§ Work instruction: From the listing below, pull each line that includes "sleeve".

****************************************

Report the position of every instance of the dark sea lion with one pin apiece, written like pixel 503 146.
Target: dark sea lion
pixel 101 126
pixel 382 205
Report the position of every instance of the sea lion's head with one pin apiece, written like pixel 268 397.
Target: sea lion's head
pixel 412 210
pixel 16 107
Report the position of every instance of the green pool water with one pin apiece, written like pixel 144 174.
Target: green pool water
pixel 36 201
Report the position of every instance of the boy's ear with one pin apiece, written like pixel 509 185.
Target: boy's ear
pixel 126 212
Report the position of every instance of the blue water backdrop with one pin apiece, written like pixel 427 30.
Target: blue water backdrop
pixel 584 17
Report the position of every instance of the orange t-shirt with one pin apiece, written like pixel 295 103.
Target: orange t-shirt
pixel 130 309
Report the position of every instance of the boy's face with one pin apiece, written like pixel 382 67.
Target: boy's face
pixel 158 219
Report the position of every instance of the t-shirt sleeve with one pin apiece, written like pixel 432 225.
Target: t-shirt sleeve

****************************************

§ Output for this exercise:
Report the position of every instance of the t-shirt sleeve with one pin apiece, written like pixel 432 225.
Target: t-shirt sleeve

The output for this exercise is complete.